┏━━
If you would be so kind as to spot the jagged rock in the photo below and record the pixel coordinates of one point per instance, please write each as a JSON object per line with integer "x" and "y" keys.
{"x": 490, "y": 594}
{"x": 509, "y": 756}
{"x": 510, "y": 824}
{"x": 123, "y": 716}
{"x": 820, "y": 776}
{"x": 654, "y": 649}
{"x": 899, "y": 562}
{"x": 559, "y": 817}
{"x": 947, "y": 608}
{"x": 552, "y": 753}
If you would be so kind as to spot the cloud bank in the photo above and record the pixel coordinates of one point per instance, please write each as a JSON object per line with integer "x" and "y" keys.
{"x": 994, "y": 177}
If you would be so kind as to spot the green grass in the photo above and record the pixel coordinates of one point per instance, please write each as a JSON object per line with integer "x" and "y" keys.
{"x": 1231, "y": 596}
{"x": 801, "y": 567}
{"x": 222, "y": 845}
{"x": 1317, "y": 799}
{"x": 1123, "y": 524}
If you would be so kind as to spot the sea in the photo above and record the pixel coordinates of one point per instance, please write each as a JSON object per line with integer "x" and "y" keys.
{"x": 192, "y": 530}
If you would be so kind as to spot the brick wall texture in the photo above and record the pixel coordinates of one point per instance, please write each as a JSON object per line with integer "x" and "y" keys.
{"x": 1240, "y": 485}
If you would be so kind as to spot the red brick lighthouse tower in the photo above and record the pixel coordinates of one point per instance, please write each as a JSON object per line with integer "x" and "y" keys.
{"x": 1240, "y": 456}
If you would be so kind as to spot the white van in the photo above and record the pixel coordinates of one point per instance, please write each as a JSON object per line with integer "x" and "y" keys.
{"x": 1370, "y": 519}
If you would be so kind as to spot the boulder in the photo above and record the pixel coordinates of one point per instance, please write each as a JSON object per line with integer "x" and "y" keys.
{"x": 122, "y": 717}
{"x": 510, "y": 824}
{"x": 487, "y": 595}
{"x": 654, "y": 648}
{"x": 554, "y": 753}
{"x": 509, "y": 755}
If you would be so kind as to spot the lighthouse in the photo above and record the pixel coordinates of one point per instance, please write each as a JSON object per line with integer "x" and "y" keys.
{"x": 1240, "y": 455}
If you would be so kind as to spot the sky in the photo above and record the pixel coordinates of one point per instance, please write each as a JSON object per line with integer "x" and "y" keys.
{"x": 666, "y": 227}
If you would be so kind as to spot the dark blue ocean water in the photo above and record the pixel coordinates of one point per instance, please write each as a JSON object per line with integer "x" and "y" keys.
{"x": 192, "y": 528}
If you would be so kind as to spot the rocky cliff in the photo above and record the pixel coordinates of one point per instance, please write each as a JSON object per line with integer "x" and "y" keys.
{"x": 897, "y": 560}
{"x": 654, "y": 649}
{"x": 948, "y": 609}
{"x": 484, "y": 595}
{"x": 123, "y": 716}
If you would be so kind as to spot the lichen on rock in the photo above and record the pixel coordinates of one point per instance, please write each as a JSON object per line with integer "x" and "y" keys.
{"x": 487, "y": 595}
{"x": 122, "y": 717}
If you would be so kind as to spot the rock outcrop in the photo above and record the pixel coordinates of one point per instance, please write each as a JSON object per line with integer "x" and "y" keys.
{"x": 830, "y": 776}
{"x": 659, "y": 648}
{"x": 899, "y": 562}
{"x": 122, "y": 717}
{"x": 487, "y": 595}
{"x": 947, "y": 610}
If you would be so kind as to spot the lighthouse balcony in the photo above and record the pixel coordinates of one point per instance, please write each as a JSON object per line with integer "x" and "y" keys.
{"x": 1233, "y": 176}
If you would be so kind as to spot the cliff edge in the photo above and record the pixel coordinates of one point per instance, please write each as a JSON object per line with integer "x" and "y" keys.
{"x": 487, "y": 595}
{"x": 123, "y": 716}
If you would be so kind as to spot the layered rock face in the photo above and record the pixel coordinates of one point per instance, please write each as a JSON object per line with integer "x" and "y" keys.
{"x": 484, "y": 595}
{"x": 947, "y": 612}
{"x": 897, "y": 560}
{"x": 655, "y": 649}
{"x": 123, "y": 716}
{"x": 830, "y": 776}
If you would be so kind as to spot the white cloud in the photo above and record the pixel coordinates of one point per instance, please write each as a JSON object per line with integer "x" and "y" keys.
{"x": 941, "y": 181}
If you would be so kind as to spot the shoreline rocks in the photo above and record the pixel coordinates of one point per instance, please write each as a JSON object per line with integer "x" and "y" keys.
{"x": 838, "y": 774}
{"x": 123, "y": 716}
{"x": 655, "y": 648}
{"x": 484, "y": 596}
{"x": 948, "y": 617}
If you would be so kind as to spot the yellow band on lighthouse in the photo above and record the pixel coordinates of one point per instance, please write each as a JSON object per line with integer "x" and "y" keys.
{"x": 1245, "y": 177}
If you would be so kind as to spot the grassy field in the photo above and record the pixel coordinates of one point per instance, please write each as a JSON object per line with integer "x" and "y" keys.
┗━━
Each of the lines above should be printed again precisely as it reads.

If you would be so kind as to spot the jagged rock in the photo below and record the pixel coordinates of one point per instance, please write each as a JSON object per line with integer "x" and "y" keys.
{"x": 490, "y": 594}
{"x": 509, "y": 756}
{"x": 510, "y": 824}
{"x": 123, "y": 716}
{"x": 820, "y": 776}
{"x": 654, "y": 649}
{"x": 899, "y": 562}
{"x": 559, "y": 817}
{"x": 947, "y": 608}
{"x": 552, "y": 753}
If you would be so kind as to spot the cloud bank in the photo above and record the pixel coordinates of one point per instance, please write each as a JSON object per line with integer "x" and "y" keys.
{"x": 994, "y": 177}
If you would be so kind as to spot the green grass in the photo above and record the pixel coordinates of one point per instance, please write each as a JSON object per line with integer "x" and "y" keys.
{"x": 1231, "y": 596}
{"x": 801, "y": 567}
{"x": 222, "y": 845}
{"x": 1317, "y": 799}
{"x": 1123, "y": 524}
If you would be so kind as to spot the sea in the photo above and record the pixel coordinates of one point per instance, please write each as a JSON object per line with integer "x" and "y" keys.
{"x": 192, "y": 530}
If you would be so kind as to spot the brick wall texture in the photo above and record the pixel coordinates of one point per instance, please write each as a JSON object per line with integer "x" and "y" keys.
{"x": 1240, "y": 485}
If you would be so kind as to spot the red brick lighthouse tower in the photo above and record the pixel coordinates of one point per instance, please write each as a JSON object per line with integer "x" and "y" keys.
{"x": 1240, "y": 456}
If you would be so kind as to spot the white van in the photo above and record the pixel coordinates of one point per instance, please write each as a JSON object per line with integer "x" and "y" keys.
{"x": 1370, "y": 519}
If you would be so kind as to spot the boulder in the photo above and record the pixel coordinates of one point per instance, please write each as a JSON object per line with integer "x" and "y" keys.
{"x": 122, "y": 717}
{"x": 510, "y": 824}
{"x": 487, "y": 595}
{"x": 654, "y": 648}
{"x": 554, "y": 753}
{"x": 509, "y": 755}
If you would be so kind as to spot the lighthouse in the photo above and record the pixel coordinates of one point per instance, please write each as a JSON object per line with integer "x" and "y" keys.
{"x": 1240, "y": 455}
If you would be so kind as to spot the sky in the photo above and record the pixel coordinates of one point per instance, please write each as a JSON object per line with integer "x" and "y" keys.
{"x": 666, "y": 227}
If you would be so kind as to spot the dark blue ocean water in the photo above and record the pixel coordinates of one point per instance, please write each as a JSON object per line with integer "x" and "y" keys.
{"x": 192, "y": 528}
If you would be so kind as to spot the rocky cliff in the photo above and record the pixel coordinates of one point per instance, please write each as a JSON object per line with integer "x" and "y" keys.
{"x": 897, "y": 560}
{"x": 654, "y": 649}
{"x": 948, "y": 609}
{"x": 484, "y": 595}
{"x": 123, "y": 716}
If you would be so kind as to spot the lichen on rock in the photo above and record the pixel coordinates of one point per instance, please write each as a JSON object per line with integer "x" and "y" keys.
{"x": 487, "y": 595}
{"x": 122, "y": 717}
If you would be so kind as to spot the rock outcrop in the photo above and record the pixel coordinates of one point per instance, please write each as a JSON object per line with integer "x" and "y" keys.
{"x": 830, "y": 776}
{"x": 659, "y": 648}
{"x": 899, "y": 562}
{"x": 122, "y": 717}
{"x": 487, "y": 595}
{"x": 947, "y": 610}
If you would be so kind as to spot the lighthouse balcony in the photo above and record the pixel coordinates of one point per instance, please write each as a JSON object per line with integer "x" and "y" keys.
{"x": 1233, "y": 176}
If you would be so kind as to spot the cliff edge in the photo above and record the pixel coordinates of one point per instance, please write each as a JSON object per line with integer "x" and "y" keys.
{"x": 487, "y": 595}
{"x": 123, "y": 716}
If you would be so kind as to spot the layered rock face in the photo above and record the pixel coordinates of one point per instance, please write each as a JSON object per line with integer "x" and "y" keys.
{"x": 484, "y": 595}
{"x": 947, "y": 612}
{"x": 897, "y": 560}
{"x": 655, "y": 649}
{"x": 123, "y": 716}
{"x": 830, "y": 776}
If you would be so kind as to spot the white cloud in the photo above and record the pixel coordinates of one point per instance, please write each as a JSON object per line with integer "x" and "y" keys.
{"x": 941, "y": 181}
If you would be so kind as to spot the shoreline rocks in the photo above and record the pixel coordinates of one point per instance, please write each as a JSON object per line with integer "x" and "y" keys.
{"x": 838, "y": 774}
{"x": 123, "y": 716}
{"x": 655, "y": 648}
{"x": 484, "y": 596}
{"x": 948, "y": 617}
If you would be so kind as to spot the yellow band on lighthouse in the photo above and record the pixel coordinates of one point per instance, please write each as a JSON object per line with integer "x" and "y" keys.
{"x": 1245, "y": 177}
If you would be so kind as to spot the grassy field in the photo above and record the pixel coordinates of one point per instance, please write each as a JSON object per line with integer "x" and "y" keys.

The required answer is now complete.